(Given request a) Name the three socialist organizations in the United States that the article on Oklahoma socialists identifies as large.

(Excerpt to read)
★ ★ ★ ★

State motto 'Labor conquers all things' has a history with socialism

Socialists in Oklahoma are not necessarily celebrating Barack Obama's recent victory in the presidential election, despite the claims of many conservatives that President-elect Obama is a socialist. One Oklahoma socialist contends that Obama is less of one than Dwight Eisenhower.

'RADICALLY DEMOCRATIC'
AGRARIAN SOCIALIST ROOTS
BAILED OUT

Christopher Henderson is a student at Oklahoma City Community College and a member of the Socialist Party USA, one of three large socialist organizations in the United States, along with Democratic Socialists of America and the Workers World Party. None of the three has a local chapter or office in Oklahoma. Henderson describes Obama's plans as modest compared to the goals of socialism, and believes Americans fundamentally misunderstand how the new president's policies will differ from a socialist agenda.

"He wants to let Bush's tax cuts to the ultra-rich expire and raise taxes on the top from 35 to 39.6 percent," Henderson said. "In comparison, under President Eisenhower, taxes on the rich were 51.2 percent. Obama's proposed raise is very, very modest, historically. I fail to understand how the right can scream 'pinko' or 'commie' about Obama, yet the charge was never made toward Ike. Ike's policies on countless issues are to the left of Obama."

Henderson listed several other points in Obama's platform that don't mesh with a socialist agenda, including the continued privatization of health care.

"A genuine socialist views health care as a fundamental human right and would fight for a single-payer national system along the lines of Canada, the UK or France," he said. "All of his proposals are extremely modest, to the left of Clinton, but to the right of JFK or Johnson. None of it challenges capital or the profit system."

★ ★ ★ ★

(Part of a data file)
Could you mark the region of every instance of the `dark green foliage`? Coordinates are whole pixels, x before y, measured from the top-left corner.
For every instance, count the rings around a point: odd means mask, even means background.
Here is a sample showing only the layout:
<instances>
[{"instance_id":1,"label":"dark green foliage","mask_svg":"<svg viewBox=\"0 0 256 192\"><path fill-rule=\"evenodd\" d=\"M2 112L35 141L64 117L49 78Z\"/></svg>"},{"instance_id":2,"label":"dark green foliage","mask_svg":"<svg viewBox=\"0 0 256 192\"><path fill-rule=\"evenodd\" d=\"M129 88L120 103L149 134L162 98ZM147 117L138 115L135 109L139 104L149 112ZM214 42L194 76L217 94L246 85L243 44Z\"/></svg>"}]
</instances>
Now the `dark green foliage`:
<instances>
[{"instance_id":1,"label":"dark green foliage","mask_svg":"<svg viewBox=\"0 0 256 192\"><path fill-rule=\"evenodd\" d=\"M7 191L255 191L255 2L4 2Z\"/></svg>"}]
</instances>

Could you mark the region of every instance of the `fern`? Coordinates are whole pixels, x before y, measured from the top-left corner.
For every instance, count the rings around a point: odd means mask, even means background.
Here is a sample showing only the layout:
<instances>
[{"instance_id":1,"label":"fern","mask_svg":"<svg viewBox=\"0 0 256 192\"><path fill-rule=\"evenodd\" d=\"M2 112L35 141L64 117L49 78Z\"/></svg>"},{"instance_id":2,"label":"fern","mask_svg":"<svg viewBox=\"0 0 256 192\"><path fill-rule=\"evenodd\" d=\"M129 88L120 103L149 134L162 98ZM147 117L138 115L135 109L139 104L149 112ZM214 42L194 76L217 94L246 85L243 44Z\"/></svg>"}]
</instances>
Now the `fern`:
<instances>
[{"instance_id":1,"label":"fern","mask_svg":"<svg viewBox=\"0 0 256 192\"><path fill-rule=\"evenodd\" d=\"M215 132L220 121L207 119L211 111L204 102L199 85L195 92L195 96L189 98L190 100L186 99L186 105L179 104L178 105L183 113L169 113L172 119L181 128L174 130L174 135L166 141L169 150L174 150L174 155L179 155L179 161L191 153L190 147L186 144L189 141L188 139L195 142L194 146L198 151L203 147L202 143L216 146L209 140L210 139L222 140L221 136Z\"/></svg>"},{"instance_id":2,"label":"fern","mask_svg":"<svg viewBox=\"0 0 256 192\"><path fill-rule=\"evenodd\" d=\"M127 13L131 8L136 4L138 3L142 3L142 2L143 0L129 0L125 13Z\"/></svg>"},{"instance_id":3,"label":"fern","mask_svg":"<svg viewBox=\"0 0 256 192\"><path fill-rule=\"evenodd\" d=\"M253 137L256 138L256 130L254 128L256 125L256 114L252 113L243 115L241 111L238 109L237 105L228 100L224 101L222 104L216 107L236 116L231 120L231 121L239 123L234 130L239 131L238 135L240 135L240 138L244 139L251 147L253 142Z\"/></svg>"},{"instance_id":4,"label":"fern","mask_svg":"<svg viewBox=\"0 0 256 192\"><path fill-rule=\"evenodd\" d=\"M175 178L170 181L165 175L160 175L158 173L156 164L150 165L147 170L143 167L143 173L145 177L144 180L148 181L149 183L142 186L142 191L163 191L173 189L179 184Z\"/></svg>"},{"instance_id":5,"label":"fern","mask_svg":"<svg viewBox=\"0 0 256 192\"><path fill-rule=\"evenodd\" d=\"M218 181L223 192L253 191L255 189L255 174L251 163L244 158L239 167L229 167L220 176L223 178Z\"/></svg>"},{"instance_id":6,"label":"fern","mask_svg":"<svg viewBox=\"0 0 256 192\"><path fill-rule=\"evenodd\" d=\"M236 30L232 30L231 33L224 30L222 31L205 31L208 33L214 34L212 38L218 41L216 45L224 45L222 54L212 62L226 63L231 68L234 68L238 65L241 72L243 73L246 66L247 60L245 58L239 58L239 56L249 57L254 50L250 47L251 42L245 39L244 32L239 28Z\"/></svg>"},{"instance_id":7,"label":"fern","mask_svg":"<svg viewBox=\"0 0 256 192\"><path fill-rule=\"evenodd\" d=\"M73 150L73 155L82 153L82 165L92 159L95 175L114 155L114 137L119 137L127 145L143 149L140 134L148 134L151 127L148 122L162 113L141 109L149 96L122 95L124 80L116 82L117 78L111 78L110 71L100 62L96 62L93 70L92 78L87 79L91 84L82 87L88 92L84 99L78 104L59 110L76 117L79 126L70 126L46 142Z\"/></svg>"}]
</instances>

★ ★ ★ ★

(Given request b) Find each line of the listing that contains the string "Coordinates" and copy those lines.

(Reply a)
Socialist Party USA
Democratic Socialists of America
Workers World Party

(Reply b)
Could you mark the region of every instance of the `dark green foliage`? Coordinates are whole pixels, x before y, measured from the top-left corner.
Could you mark the region of every instance of the `fern`? Coordinates are whole pixels, x before y, measured from the top-left corner.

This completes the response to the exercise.